§ Task goal
Once you find the line that contains "pot in the photo above." in the entries below, give it again along with every following line, unchanged, through the final one.
*** Block opens ***
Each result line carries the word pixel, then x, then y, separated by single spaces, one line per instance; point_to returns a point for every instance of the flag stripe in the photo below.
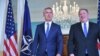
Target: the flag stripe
pixel 13 45
pixel 10 38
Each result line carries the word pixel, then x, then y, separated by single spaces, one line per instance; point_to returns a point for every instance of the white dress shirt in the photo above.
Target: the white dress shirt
pixel 87 26
pixel 50 22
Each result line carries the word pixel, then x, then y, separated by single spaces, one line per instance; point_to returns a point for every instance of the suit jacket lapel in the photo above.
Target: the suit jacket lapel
pixel 89 30
pixel 51 28
pixel 43 29
pixel 81 30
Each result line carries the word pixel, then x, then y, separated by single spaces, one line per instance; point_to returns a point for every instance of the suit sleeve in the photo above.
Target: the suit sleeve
pixel 99 33
pixel 35 42
pixel 59 41
pixel 70 40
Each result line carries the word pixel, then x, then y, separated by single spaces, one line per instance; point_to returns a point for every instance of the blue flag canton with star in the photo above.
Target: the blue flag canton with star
pixel 26 47
pixel 98 20
pixel 10 25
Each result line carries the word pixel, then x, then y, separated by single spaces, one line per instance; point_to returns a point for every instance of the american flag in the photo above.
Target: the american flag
pixel 26 45
pixel 10 40
pixel 98 20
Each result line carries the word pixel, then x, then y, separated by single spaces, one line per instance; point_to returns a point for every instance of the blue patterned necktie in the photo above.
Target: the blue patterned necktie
pixel 85 30
pixel 47 30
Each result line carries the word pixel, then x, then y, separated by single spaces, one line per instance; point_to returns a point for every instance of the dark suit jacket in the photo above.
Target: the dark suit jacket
pixel 78 43
pixel 53 43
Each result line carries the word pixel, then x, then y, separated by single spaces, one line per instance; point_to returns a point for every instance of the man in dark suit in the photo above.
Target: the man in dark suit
pixel 48 37
pixel 83 36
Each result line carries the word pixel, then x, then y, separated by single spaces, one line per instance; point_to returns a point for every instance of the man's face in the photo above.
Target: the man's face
pixel 48 14
pixel 83 15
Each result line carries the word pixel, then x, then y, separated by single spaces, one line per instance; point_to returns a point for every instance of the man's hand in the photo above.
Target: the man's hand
pixel 58 54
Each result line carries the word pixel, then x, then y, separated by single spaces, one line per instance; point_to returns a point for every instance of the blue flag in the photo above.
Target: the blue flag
pixel 98 20
pixel 27 33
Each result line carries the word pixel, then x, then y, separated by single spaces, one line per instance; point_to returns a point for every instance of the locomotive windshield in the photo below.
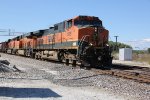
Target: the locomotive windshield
pixel 86 23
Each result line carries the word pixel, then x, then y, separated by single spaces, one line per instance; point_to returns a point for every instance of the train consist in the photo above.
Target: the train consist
pixel 82 39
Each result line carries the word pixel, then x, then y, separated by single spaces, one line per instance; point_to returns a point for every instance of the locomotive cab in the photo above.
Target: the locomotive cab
pixel 93 48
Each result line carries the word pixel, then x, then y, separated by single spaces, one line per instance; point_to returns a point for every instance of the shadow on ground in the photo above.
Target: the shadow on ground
pixel 27 92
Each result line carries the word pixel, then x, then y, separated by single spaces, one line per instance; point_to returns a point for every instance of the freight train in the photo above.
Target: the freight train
pixel 82 39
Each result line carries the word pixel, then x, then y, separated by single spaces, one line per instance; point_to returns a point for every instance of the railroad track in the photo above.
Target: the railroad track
pixel 136 73
pixel 141 76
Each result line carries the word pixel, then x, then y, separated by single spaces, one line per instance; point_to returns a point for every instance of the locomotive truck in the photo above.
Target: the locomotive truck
pixel 82 39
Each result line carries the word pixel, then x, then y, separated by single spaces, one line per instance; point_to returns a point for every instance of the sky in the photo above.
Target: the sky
pixel 128 19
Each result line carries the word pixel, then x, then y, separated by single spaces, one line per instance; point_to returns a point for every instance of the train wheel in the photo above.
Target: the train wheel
pixel 61 57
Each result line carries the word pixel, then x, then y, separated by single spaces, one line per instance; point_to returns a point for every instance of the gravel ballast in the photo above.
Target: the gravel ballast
pixel 60 74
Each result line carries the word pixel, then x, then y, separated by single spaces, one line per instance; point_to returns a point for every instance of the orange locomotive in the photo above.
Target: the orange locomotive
pixel 81 39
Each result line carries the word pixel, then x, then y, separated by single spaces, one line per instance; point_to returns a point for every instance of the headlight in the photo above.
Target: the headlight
pixel 99 58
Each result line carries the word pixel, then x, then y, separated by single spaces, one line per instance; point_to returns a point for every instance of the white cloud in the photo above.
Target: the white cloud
pixel 140 44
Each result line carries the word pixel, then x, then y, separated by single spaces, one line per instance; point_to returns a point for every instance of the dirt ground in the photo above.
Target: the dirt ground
pixel 43 89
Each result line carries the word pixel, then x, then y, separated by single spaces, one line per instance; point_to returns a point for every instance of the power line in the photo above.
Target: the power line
pixel 116 42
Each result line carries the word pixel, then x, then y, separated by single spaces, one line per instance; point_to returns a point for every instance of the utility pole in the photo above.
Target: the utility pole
pixel 116 47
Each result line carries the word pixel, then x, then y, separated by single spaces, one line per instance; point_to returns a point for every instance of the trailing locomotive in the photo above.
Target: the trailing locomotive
pixel 82 39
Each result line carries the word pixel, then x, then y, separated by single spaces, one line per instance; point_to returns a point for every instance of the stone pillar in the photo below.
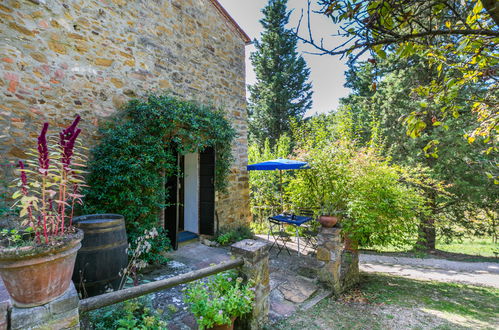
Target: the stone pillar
pixel 339 263
pixel 255 269
pixel 5 306
pixel 61 313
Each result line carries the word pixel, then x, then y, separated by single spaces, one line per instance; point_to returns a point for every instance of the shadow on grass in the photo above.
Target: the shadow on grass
pixel 468 301
pixel 388 302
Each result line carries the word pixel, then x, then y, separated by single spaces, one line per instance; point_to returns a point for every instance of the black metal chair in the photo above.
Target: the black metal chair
pixel 279 234
pixel 309 230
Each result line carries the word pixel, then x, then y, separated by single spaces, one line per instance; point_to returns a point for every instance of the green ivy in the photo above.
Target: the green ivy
pixel 140 144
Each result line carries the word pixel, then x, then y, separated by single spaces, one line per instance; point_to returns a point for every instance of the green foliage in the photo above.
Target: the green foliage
pixel 131 314
pixel 282 91
pixel 457 37
pixel 227 236
pixel 139 146
pixel 16 238
pixel 378 208
pixel 220 298
pixel 378 114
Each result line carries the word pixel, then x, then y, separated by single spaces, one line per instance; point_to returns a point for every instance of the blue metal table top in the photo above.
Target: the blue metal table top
pixel 296 220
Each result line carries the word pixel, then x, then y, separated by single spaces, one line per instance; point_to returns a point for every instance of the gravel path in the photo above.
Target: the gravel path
pixel 476 273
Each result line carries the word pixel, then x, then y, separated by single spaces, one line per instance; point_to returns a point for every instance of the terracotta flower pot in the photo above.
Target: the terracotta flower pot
pixel 36 275
pixel 224 326
pixel 351 245
pixel 329 221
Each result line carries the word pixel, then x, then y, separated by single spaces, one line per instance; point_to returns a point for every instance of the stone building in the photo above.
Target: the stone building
pixel 88 57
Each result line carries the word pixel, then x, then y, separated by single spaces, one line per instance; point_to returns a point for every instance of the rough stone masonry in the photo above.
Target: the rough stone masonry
pixel 62 58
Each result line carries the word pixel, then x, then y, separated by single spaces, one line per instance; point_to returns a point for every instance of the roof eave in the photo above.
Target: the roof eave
pixel 247 40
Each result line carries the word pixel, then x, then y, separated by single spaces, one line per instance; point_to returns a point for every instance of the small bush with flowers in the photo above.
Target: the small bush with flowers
pixel 46 202
pixel 219 299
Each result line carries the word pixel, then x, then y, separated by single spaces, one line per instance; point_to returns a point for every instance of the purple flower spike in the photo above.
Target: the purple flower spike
pixel 43 150
pixel 24 179
pixel 67 141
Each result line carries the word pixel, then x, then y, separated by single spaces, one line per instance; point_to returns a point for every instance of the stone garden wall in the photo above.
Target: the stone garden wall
pixel 61 58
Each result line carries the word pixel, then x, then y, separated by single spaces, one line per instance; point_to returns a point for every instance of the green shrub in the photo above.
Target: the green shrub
pixel 218 299
pixel 227 236
pixel 139 146
pixel 131 314
pixel 378 205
*** Block closes ***
§ Solved problem
Each result line carries the word pixel, then x, then y, separated by single spaces, one line per instance; point_to returns a point for every instance of the terracotta flower pot in the photo above.
Target: the terracotta flower pot
pixel 36 275
pixel 224 326
pixel 351 245
pixel 329 221
Each result line carries the word pixel, then x, then y, separated by single spaces, one line per instance; point_to returns a point for every instance of the stone building in the photo above.
Target: the stone building
pixel 88 57
Each result line carries the word pixel, then x, then y, separated by single spaces, one line per instance; point_to returns a point for every instance of the rough stone masonry in the photo above.
Target: the rough stone masonry
pixel 62 58
Each result line carries the word pixel, then x, then y, separated by single spaces, one line per instance; point_to returns a point for every instance of the roof eave in the photo above.
Target: the roof eave
pixel 247 40
Each result line carries the word pixel, then x, then y, separated by single spaces, one line per instance; point_to returns a point for every instance of the small bush with flowers in the photo above.
Target: the small bush with flowers
pixel 46 202
pixel 219 299
Each result line carries the word pixel, then x, then y, separated by single spaces, one line per instance; point_to returns a point for every instance of the purple flower spike in the photo above.
Target: the purple flower spike
pixel 43 150
pixel 24 179
pixel 67 141
Each result line carries the word pixel, then x, then y, separated by single spaces, one line per instance; point_to returns a point for every instance of the stone garden wall in the photo above.
Target: the stone garden wall
pixel 61 58
Each result line carries the word pixel, then x, then y, separated by single spaces, one line per instance; point_to returns a point for every instance of the green shrub in the photo above.
Target: the green shrub
pixel 218 299
pixel 227 236
pixel 139 146
pixel 131 314
pixel 378 205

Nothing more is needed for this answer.